#### PAGE EXCERPT
§

Curiously, the word alchemy aptly describes an important, even magical part of what happens as you go through this (at times) torturous process of acquiring yoga knowledge.
Alchemy is defined as “a power or process that changes or transforms something in a mysterious or impressive way.”
Tapas, the concentrative friction and body heat that you cultivate on your mat, is a form of alchemy, a heating that causes a transformation of one material into another.
In the case of yoga, the transformation is of material to spirit, a realization that your body, thoughts, senses, perceptions do not define you. Rather these are simply materials that are meant to help you reveal the spiritual Self that you are. Success in this realization requires that you stick to the fundamental yogic recipe, and that is to conduct long term practice with religious regularity, without interruption, and with great enthusiasm (YS I-14).
Remember the three essential ingredients to the alchemical recipe:
1) long term
2) consistent
3) with great vitality and ardor.
And the recipe works; I have repeatedly witnessed alchemical transformations in those who truly dive into ashtanga and wholly submit themselves to its guidelines.
When transformations happen they can seem to happen as if by magic, to come all of a sudden, to sneak up on you from out of nowhere. The changes in your body or the new ability to swiftly and skillfully concentrate your mind can surprise you even though you have worked so hard to win these powers (siddhis). It can happen that one day your back bend felt restricted or your jump back felt heavy and the next day there came an unknown freedom or a surprising new strength.
You look up for a moment, take your head out of the toil, and you find that you are stronger than you were, perhaps stronger than you have ever been. Or your back now bends like never before.
These transformations are not at all limited to changes in the body and in your ability to perform asanas. You also come to transform your perceptions, your self limiting thoughts and behaviors, self identity. You enter into new relationship with both your inner and the outer worlds.
You find that you can do, think, create and be what you never dreamed possible for you.
But this feeling that magic happened to create these transformations can be a slippery slope that you must not fall down. An illusion is ultimately a false appearance made to look real, the conjuring trick of a magician. And when your practice begins to yield many such transformations, you can unsuspectingly fall into the illusion that these are prizes for your ego or that it is magic that is creating these changes instead of grace combined with your hard work.
Progress, positive change or success does not come from out of the blue, but rather from a lifetime spent in the tedious, painstaking work of repeating. With each small victory along the way you return to the same practice that you did before, and you return to the challenges of feeling that you are not getting anywhere.
And thus when change finally comes, when you definitively experience that you have won something bodily and/or internally significant to you, there is a brief moment of acknowledgement and a bowing down.
But this is not the time to think that you have finally arrived, not the time to rest.
And this is true no matter if you are just beginning to learn first series or have completed fourth. Rather it is important for you to remember how your success came, and also to remember the pure reasons that you have chosen to undergo this strict discipline and training.

§

#### RECORD EXCERPTS
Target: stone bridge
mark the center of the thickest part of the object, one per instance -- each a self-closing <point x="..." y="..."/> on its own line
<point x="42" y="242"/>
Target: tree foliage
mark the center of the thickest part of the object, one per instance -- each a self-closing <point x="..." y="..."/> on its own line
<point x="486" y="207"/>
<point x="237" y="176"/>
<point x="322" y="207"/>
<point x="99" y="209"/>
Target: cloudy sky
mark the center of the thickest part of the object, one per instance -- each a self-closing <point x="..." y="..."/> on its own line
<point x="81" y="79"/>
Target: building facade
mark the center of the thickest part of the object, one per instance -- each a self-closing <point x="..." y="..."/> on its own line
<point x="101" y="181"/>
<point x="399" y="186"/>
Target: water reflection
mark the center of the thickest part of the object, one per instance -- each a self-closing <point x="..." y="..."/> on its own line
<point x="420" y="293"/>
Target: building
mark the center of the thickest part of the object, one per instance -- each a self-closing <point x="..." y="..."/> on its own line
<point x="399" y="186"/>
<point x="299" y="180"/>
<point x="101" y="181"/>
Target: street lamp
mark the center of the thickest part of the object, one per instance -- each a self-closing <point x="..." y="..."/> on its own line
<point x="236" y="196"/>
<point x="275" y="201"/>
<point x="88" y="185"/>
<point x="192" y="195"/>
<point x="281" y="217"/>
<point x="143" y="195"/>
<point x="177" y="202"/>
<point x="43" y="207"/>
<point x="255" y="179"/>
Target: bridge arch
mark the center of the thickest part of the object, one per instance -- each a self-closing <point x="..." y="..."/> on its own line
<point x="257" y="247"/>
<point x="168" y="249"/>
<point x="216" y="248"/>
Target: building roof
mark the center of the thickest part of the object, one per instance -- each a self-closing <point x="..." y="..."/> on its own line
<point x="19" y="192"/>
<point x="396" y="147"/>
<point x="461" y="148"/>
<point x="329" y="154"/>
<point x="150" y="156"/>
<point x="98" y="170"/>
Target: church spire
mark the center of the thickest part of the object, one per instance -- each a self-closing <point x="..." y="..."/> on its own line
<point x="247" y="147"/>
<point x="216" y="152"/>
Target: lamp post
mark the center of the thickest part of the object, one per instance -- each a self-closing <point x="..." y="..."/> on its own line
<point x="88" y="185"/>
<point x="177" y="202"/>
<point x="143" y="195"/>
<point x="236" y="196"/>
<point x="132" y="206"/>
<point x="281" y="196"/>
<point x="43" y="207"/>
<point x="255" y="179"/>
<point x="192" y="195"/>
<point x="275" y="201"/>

§

#### INSTRUCTIONS TO FOLLOW
Render this sentence from the passage on yoga and alchemy in Spanish: "You find that you can do, think, create and be what you never dreamed possible for you."

#### EXERCISE OUTPUT
Descubres que puedes hacer, pensar, crear y ser lo que nunca soñaste posible para ti.